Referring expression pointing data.
■ ■ ■ ■

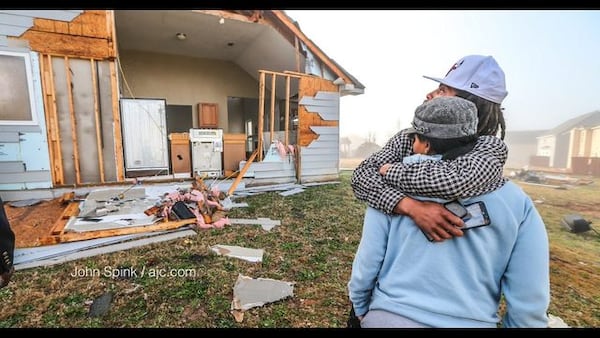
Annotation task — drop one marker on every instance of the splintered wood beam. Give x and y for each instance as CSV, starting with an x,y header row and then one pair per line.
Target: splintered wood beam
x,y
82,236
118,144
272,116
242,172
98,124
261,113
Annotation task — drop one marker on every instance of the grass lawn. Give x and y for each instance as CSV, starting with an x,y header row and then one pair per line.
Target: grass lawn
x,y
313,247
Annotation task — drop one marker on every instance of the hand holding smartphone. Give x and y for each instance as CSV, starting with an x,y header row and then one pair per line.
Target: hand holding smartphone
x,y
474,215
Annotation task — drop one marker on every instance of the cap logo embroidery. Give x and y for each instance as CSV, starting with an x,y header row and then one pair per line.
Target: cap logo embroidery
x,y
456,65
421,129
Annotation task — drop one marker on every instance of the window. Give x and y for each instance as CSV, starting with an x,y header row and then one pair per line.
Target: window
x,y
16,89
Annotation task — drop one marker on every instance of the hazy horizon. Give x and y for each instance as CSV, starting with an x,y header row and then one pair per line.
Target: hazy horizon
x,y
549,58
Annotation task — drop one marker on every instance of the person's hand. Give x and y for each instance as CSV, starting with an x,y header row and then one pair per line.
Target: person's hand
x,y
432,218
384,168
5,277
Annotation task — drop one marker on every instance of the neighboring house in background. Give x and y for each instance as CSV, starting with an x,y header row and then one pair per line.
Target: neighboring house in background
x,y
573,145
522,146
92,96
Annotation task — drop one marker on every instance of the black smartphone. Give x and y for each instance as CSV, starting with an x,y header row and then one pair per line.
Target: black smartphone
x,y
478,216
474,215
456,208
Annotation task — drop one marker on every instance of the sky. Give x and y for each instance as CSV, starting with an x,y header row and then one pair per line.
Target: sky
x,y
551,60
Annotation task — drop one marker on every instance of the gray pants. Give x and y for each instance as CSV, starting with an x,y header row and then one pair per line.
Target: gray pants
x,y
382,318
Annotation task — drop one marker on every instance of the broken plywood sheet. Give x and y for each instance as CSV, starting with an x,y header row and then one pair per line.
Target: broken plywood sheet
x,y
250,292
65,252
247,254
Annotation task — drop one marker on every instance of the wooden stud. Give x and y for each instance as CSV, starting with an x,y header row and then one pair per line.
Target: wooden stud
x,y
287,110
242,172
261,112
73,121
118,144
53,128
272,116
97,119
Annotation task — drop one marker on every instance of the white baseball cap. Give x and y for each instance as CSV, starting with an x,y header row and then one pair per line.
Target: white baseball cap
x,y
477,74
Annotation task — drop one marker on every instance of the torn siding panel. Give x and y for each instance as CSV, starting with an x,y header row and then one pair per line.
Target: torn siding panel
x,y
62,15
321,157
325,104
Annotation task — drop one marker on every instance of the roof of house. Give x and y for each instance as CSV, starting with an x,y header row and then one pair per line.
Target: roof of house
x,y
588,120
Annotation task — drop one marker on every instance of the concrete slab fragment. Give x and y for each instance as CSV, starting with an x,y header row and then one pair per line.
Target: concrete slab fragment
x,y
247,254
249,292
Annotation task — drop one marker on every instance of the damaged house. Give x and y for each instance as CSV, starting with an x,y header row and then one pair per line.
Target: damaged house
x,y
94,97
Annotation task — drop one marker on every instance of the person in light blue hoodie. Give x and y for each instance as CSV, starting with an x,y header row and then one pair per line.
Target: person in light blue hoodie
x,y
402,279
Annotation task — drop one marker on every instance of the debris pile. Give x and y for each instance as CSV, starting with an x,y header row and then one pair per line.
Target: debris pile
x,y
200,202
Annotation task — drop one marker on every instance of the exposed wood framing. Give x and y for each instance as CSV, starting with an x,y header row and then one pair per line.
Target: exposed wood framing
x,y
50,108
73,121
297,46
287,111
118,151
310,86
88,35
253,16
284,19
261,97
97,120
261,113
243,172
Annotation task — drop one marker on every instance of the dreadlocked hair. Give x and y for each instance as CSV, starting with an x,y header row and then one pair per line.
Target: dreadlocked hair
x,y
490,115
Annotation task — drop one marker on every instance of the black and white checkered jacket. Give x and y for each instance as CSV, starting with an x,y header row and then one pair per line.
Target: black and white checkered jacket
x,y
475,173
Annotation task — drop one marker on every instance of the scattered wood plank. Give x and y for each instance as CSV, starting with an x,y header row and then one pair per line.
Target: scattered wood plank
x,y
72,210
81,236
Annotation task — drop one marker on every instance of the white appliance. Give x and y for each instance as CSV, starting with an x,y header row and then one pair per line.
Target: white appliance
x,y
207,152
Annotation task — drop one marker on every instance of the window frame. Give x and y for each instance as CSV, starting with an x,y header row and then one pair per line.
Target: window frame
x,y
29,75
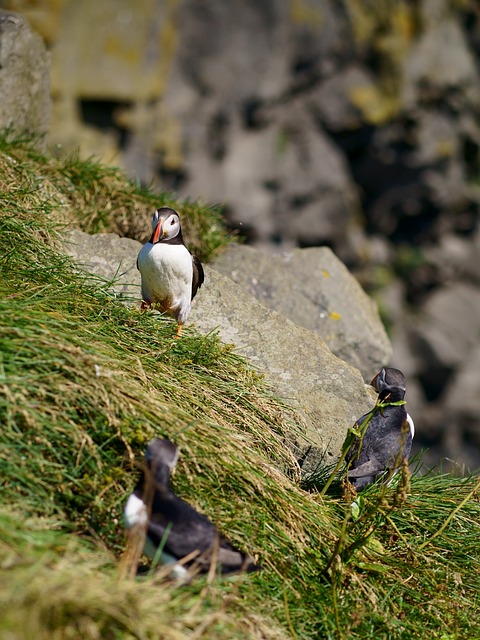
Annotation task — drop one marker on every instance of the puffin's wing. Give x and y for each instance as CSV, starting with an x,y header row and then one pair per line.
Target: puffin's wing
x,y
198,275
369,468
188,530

■ ■ ■ ■

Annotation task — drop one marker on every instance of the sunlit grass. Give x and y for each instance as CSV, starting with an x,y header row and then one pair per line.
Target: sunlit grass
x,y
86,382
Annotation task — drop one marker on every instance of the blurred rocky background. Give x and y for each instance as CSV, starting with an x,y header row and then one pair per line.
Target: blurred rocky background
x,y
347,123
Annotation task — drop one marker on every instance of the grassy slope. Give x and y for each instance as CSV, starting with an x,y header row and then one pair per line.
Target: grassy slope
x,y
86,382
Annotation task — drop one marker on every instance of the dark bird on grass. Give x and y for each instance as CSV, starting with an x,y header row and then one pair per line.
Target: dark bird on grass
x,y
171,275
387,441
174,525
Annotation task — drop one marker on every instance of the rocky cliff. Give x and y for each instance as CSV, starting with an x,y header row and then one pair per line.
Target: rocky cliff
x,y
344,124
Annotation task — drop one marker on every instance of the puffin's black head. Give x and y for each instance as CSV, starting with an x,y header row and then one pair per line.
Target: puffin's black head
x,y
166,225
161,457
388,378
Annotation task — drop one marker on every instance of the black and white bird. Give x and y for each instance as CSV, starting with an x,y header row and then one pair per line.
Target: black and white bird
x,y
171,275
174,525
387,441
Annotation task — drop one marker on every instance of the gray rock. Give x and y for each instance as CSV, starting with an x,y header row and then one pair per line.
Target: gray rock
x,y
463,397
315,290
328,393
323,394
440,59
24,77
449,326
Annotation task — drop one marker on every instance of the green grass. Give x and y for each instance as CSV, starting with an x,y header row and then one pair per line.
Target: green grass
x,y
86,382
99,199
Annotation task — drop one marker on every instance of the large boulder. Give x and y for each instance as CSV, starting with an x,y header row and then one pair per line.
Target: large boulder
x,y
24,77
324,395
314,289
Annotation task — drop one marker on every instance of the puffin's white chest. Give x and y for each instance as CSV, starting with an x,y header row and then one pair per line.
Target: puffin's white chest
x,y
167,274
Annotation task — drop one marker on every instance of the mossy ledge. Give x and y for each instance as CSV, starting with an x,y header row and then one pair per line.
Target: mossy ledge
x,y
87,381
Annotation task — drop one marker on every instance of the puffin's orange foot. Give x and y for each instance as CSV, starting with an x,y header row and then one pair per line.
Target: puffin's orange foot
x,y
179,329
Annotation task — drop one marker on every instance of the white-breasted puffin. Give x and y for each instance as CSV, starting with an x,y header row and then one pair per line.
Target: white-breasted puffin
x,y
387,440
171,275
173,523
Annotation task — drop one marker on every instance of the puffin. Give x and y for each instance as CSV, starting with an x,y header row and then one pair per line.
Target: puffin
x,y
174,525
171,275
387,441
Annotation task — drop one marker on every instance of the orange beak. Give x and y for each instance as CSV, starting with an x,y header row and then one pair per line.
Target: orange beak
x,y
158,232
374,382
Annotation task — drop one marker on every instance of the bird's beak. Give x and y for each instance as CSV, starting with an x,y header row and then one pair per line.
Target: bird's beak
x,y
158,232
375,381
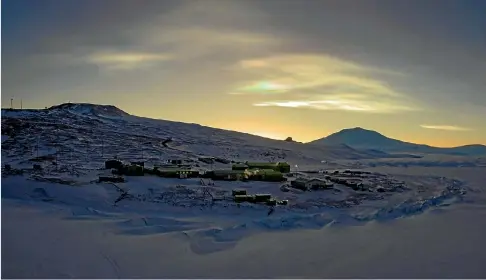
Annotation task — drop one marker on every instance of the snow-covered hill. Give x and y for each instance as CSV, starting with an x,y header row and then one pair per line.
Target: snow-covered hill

■ ■ ■ ■

WORK INSTRUCTION. When a line of the data holds the string "snow", pick it out and copy it.

WRITTEN ANSWER.
Annotation task — drop one marker on every instance of the snow-covered hill. Give x and y for each instance as CSV, starting with an x,y header row and then one pair per line.
Target: snow-covered hill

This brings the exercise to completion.